▶ WORK TO COMPLETE
How many lines in the data below contain the string "flower"? Case counts. Reply with the number only.

▶ PROVIDED ENTRIES
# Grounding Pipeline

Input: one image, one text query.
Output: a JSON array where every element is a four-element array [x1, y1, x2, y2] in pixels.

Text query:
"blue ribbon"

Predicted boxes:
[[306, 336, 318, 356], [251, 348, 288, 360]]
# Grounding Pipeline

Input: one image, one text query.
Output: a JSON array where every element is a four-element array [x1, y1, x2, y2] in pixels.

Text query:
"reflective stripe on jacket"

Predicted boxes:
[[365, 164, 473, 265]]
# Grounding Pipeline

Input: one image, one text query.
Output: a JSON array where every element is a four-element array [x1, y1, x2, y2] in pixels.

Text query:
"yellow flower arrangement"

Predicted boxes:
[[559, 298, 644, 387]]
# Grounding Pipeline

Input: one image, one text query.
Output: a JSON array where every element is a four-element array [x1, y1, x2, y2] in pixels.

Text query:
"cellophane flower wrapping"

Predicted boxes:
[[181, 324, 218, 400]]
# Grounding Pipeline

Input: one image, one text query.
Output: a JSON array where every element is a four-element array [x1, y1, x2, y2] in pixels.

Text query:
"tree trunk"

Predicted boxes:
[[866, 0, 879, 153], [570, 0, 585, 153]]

---

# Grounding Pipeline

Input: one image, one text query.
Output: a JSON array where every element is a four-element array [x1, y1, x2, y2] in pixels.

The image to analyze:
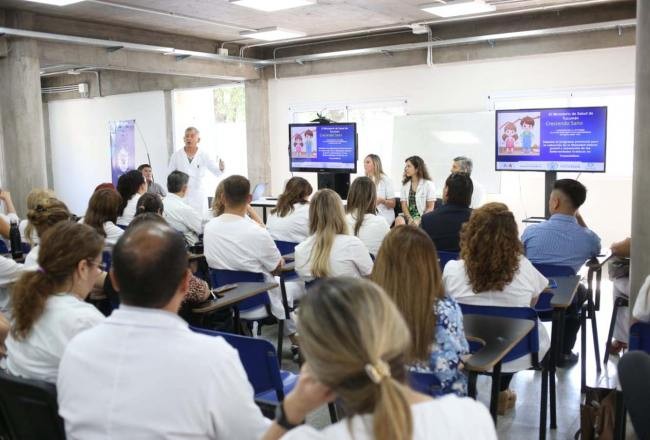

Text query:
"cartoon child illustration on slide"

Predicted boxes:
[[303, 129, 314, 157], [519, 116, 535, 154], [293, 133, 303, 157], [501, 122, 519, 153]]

▶ SOLVED PROBLEM
2